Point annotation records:

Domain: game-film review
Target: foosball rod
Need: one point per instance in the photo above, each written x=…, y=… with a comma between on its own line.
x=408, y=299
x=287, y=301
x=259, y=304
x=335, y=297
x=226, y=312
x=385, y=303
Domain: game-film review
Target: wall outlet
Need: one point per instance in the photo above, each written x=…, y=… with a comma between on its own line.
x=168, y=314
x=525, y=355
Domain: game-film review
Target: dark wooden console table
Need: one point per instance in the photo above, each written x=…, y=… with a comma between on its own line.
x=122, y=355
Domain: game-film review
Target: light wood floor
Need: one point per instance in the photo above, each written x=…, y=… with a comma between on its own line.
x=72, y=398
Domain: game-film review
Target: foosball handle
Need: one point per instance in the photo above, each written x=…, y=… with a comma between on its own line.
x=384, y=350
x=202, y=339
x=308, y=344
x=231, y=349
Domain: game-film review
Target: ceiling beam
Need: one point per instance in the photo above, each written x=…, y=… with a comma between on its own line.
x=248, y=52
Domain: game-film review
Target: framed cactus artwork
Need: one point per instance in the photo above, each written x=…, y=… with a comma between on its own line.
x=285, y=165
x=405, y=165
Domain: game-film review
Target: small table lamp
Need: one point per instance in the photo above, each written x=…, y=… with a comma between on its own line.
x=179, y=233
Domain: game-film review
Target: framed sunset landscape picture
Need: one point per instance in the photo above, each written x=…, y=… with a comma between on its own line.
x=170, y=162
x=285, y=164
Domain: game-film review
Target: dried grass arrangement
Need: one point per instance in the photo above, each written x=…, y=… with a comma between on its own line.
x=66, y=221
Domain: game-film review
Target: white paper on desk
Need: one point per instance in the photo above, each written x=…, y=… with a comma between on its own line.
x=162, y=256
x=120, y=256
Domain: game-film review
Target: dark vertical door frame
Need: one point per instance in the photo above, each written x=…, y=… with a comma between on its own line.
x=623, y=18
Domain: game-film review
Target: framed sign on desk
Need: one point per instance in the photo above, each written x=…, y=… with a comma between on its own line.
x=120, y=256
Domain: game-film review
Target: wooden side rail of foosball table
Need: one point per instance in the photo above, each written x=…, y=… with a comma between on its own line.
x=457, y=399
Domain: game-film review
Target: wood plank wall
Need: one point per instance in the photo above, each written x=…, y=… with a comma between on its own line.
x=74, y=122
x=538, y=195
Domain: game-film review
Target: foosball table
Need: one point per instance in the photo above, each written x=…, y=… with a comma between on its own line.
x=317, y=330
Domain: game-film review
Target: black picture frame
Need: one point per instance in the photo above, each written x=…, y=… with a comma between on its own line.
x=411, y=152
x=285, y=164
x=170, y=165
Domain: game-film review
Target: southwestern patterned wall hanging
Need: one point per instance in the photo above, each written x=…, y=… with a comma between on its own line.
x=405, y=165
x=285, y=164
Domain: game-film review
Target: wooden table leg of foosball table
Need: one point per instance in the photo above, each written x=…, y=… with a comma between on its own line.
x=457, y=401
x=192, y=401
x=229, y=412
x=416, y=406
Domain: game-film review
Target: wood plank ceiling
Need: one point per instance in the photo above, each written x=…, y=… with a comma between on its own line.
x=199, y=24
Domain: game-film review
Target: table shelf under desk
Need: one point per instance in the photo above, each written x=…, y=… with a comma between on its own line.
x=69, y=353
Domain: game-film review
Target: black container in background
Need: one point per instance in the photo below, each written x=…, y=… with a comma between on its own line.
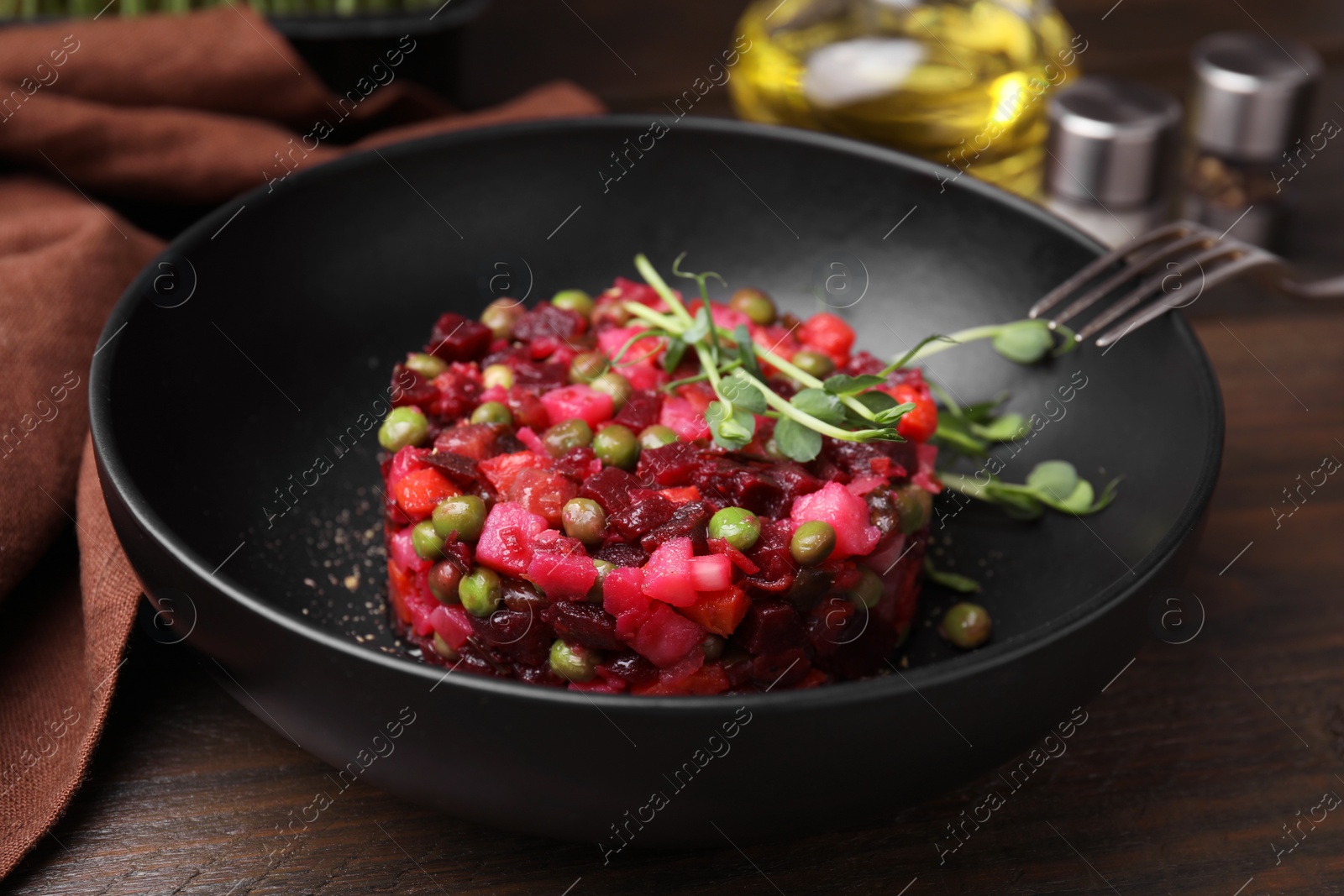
x=342, y=49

- _Task statement_
Arrange the records from the start through the line containing "x=248, y=52" as a Markdown table with the columns No. and Entry, putting a row number in the first and each line in the second, and skip any blank lines.

- _Exercise answer_
| No. | Entry |
|---|---|
| 1 | Domain: game-film review |
| 2 | Target: foosball rod |
| 3 | Need: one point per instance in the photo above, each written x=…, y=… with a comma between on its own line. |
| 4 | x=408, y=299 |
| 5 | x=287, y=301 |
| 6 | x=259, y=304 |
| 7 | x=335, y=297 |
| 8 | x=226, y=312 |
| 9 | x=385, y=303 |
| 10 | Domain: game-film review |
| 11 | Target: wall outlet |
| 12 | Need: one point per instance in the photo above, each written x=…, y=… with a comma between on its own line. |
| 13 | x=168, y=314 |
| 14 | x=525, y=355 |
| 15 | Domain: game-film review |
| 16 | Target: dark wooden console table |
| 17 | Need: one point per instance in the photo above, each written x=…, y=… with a comma between on its own line. |
| 18 | x=122, y=355 |
| 19 | Domain: game-film review |
| 20 | Target: light wood floor |
| 21 | Need: one point per instance in the photo above, each written x=…, y=… with a comma between on its own line. |
| 22 | x=72, y=398 |
| 23 | Domain: game-film review |
| 24 | Target: foosball handle |
| 25 | Need: one point per instance in the photo above, each written x=…, y=… with a comma between on its own line. |
| 26 | x=384, y=350 |
| 27 | x=202, y=339 |
| 28 | x=308, y=344 |
| 29 | x=231, y=349 |
| 30 | Domain: game-film review |
| 31 | Target: ceiling beam |
| 32 | Need: one point per instance in the photo above, each written x=…, y=… with a comma between on its own line. |
| 33 | x=248, y=52 |